▶ Action item: Using the records below, transcribe word for word the stretch from the line that contains "351L572 336L316 112L0" through the line that contains "positive clicks: (986, 388)", both end lines included, and nothing else.

▶ Data for the task:
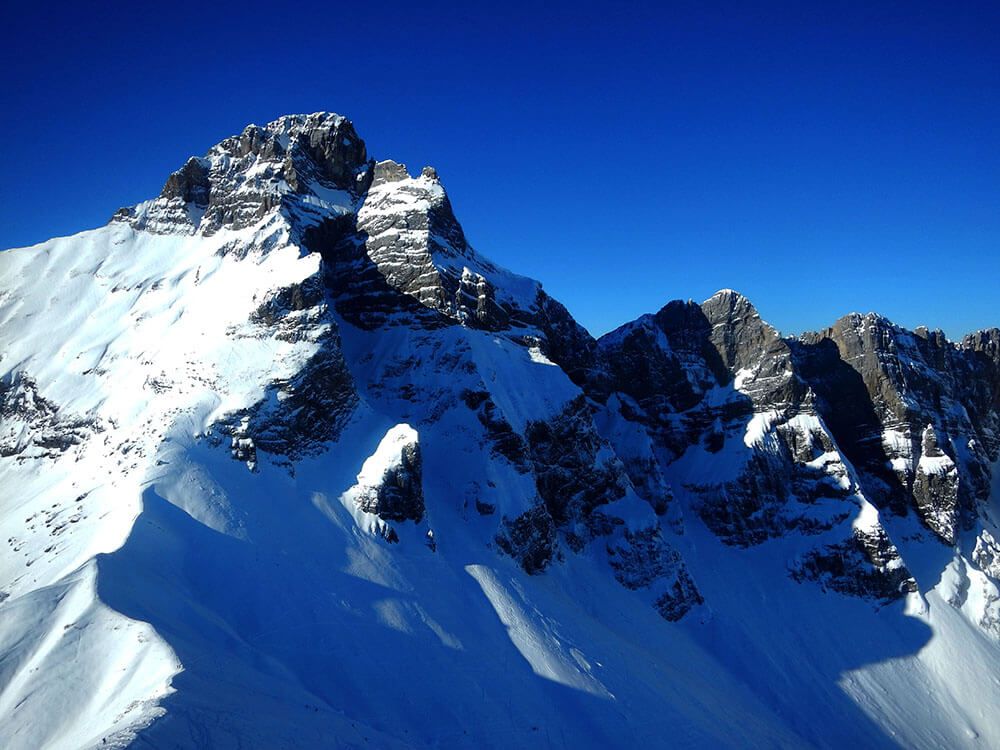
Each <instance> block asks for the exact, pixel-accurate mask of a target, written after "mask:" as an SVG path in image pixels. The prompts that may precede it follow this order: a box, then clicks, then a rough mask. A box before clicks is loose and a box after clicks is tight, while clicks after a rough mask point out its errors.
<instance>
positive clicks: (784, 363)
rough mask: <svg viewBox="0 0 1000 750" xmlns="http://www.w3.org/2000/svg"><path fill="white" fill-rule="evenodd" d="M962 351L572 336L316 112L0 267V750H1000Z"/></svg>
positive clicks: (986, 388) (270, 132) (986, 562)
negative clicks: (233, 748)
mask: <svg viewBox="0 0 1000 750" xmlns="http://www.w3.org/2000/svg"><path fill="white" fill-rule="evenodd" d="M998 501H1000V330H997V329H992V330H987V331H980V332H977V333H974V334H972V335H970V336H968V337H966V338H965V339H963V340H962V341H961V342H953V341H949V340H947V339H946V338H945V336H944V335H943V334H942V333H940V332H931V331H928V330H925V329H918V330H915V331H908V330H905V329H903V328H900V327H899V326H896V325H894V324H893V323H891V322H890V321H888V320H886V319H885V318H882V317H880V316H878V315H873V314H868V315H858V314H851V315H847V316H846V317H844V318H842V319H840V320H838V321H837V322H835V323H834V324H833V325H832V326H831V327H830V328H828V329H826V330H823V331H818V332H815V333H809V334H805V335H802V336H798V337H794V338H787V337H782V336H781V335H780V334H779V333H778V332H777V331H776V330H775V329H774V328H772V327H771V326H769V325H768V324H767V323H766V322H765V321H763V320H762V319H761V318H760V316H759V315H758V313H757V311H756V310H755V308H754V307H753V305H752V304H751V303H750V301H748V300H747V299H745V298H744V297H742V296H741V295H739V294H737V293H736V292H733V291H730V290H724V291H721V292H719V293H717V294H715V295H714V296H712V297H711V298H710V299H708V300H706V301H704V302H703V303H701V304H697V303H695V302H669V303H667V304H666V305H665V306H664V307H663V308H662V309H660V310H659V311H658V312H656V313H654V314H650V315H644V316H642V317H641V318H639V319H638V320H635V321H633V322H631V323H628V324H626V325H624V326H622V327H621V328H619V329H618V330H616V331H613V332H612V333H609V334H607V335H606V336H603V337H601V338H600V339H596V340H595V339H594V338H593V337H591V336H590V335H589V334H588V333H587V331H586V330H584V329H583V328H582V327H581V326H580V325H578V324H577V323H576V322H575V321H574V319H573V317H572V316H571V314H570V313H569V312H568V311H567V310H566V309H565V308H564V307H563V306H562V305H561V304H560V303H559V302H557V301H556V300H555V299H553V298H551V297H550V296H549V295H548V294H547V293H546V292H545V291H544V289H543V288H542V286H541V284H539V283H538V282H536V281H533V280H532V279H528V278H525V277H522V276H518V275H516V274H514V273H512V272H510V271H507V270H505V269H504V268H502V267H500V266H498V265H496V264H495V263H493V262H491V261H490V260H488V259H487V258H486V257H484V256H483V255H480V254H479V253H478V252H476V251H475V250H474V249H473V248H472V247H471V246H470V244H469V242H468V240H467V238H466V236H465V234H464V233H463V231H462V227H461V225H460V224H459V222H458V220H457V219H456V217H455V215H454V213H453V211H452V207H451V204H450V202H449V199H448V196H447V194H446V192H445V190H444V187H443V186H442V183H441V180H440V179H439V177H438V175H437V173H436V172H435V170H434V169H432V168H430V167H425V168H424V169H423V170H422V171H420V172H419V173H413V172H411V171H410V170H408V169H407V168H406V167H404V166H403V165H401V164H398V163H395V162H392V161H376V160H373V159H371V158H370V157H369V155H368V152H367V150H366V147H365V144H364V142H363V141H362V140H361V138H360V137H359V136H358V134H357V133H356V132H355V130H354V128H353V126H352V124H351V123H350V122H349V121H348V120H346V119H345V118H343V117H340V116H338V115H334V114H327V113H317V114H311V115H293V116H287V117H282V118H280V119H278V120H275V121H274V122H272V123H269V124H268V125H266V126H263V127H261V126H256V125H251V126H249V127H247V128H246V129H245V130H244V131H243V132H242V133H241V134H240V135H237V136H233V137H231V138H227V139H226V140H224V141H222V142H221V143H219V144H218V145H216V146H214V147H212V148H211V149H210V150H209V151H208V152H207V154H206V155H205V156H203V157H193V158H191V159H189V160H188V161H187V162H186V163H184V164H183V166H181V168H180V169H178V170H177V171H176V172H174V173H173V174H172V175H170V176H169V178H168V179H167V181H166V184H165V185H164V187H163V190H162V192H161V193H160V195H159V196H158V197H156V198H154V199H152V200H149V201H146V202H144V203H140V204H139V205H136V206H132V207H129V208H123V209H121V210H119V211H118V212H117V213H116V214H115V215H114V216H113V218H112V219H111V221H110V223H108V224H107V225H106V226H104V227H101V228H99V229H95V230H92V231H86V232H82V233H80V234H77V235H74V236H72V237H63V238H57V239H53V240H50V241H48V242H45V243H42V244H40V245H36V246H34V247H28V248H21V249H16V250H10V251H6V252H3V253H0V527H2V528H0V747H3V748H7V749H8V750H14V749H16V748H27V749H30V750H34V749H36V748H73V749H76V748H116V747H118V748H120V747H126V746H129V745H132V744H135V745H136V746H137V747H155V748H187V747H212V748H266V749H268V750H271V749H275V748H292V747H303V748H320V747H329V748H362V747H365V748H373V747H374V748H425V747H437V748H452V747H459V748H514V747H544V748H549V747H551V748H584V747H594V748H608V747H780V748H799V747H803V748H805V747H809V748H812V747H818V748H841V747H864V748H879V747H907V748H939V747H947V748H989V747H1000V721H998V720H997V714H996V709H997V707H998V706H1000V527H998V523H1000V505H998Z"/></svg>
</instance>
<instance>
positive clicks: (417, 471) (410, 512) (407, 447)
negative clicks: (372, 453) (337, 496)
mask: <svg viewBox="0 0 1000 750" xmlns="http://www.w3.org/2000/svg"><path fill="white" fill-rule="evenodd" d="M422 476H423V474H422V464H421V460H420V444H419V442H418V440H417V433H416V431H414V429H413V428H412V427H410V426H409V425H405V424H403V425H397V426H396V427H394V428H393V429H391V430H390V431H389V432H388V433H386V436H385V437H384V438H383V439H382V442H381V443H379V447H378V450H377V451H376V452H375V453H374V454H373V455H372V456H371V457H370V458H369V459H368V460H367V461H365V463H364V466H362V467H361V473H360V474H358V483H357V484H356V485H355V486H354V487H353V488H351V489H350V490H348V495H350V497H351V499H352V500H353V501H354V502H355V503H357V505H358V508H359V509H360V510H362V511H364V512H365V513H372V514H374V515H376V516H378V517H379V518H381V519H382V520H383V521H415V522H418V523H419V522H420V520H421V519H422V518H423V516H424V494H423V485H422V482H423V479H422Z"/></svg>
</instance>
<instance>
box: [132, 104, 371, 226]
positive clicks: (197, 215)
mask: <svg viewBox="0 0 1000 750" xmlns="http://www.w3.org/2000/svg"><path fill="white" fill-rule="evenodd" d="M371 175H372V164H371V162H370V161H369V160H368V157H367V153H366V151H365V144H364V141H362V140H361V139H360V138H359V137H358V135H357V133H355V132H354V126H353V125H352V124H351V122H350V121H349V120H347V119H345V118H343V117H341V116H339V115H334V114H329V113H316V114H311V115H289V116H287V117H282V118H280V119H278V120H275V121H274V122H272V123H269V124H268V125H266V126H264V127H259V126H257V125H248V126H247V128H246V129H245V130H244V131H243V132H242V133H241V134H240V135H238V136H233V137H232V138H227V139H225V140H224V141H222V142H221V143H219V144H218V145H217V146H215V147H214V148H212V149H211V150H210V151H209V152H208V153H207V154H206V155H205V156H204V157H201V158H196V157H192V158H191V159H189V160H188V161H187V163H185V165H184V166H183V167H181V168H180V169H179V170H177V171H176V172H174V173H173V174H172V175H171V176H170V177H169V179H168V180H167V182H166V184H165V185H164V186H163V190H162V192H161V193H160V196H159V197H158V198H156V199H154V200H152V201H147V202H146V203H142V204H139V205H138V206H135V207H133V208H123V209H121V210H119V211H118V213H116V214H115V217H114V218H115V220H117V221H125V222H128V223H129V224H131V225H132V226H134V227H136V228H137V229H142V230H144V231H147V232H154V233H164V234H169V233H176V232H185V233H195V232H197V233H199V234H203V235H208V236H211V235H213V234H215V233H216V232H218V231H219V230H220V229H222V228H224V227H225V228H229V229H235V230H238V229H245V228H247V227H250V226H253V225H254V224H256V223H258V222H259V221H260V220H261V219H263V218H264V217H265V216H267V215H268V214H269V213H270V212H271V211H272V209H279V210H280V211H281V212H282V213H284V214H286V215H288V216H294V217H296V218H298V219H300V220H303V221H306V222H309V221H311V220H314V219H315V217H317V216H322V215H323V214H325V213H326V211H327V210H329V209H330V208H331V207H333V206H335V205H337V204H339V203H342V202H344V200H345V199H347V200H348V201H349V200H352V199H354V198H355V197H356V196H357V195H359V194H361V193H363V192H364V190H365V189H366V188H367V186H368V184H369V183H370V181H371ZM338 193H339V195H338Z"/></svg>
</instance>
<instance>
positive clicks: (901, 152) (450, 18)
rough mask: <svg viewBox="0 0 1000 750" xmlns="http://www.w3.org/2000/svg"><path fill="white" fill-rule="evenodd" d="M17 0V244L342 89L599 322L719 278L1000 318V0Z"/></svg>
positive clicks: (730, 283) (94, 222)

▶ Exercise output:
rough mask: <svg viewBox="0 0 1000 750" xmlns="http://www.w3.org/2000/svg"><path fill="white" fill-rule="evenodd" d="M962 351L572 336L316 112L0 267V750H1000Z"/></svg>
positive clicks: (986, 388) (270, 132) (986, 562)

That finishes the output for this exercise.